* _Given instruction_: Retype the rows without changes, from the very first line up to and including the line with "<point>582,280</point>". Leave the pictures out.

* _Data for this task_:
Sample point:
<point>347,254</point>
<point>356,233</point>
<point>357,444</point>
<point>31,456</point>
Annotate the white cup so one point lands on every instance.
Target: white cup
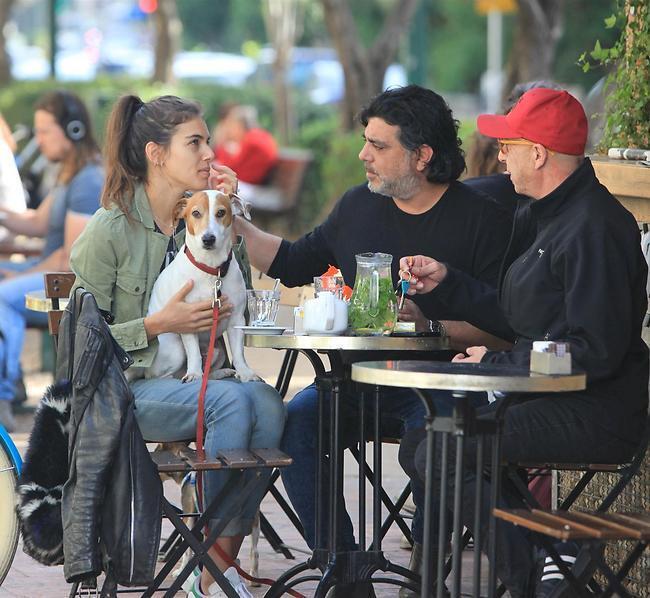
<point>326,314</point>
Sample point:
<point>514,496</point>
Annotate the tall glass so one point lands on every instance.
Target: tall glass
<point>373,306</point>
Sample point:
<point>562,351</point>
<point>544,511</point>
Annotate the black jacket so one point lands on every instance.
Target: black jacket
<point>111,507</point>
<point>582,280</point>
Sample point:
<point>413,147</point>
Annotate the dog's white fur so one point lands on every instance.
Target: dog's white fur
<point>208,219</point>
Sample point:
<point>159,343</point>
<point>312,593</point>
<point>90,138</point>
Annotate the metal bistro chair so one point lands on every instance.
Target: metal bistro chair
<point>57,287</point>
<point>592,530</point>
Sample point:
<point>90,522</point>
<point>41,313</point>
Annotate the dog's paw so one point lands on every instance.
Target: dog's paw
<point>247,375</point>
<point>222,373</point>
<point>191,376</point>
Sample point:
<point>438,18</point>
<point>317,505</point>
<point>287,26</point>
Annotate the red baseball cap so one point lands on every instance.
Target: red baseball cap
<point>553,118</point>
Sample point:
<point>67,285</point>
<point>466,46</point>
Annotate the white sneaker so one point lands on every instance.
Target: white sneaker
<point>214,591</point>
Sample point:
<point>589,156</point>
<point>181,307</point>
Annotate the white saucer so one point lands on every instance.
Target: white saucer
<point>268,330</point>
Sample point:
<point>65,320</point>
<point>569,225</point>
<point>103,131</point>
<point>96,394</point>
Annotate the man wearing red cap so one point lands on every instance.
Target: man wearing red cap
<point>582,282</point>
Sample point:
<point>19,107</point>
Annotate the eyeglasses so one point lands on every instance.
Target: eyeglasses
<point>504,143</point>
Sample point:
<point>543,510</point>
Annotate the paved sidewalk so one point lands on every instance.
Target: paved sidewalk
<point>28,579</point>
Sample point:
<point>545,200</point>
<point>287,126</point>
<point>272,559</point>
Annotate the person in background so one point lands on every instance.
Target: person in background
<point>64,133</point>
<point>155,152</point>
<point>12,192</point>
<point>242,145</point>
<point>582,281</point>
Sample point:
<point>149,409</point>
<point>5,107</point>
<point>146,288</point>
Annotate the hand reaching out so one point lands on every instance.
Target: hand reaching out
<point>182,317</point>
<point>471,355</point>
<point>427,273</point>
<point>223,179</point>
<point>410,312</point>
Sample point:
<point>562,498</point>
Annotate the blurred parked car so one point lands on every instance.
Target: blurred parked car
<point>317,72</point>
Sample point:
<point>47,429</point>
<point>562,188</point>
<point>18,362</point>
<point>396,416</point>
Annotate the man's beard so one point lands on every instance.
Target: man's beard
<point>403,187</point>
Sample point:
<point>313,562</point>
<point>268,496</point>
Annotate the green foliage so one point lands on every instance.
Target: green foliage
<point>458,46</point>
<point>628,103</point>
<point>336,167</point>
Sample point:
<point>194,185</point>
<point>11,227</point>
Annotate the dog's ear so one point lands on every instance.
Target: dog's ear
<point>179,208</point>
<point>240,207</point>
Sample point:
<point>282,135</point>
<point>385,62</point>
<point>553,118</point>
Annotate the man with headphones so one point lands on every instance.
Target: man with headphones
<point>64,135</point>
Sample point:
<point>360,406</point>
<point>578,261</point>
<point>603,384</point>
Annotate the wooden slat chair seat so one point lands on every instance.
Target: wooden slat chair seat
<point>394,509</point>
<point>592,529</point>
<point>57,287</point>
<point>624,471</point>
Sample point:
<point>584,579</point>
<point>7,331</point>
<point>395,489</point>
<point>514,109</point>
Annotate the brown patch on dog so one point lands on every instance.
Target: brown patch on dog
<point>196,212</point>
<point>223,201</point>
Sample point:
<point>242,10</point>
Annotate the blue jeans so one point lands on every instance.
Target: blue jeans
<point>14,317</point>
<point>238,415</point>
<point>398,406</point>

* _Result_:
Sample point:
<point>347,254</point>
<point>356,233</point>
<point>357,444</point>
<point>31,456</point>
Annotate the white cup so one point lands on every instance.
Target: white cup
<point>326,314</point>
Sample point:
<point>514,496</point>
Annotate the tall glass so one point lands on every instance.
Target: tall glass
<point>373,306</point>
Sample point:
<point>562,351</point>
<point>544,511</point>
Annotate the black jacket so one point lands on every instance.
Target: black jacket
<point>111,507</point>
<point>582,280</point>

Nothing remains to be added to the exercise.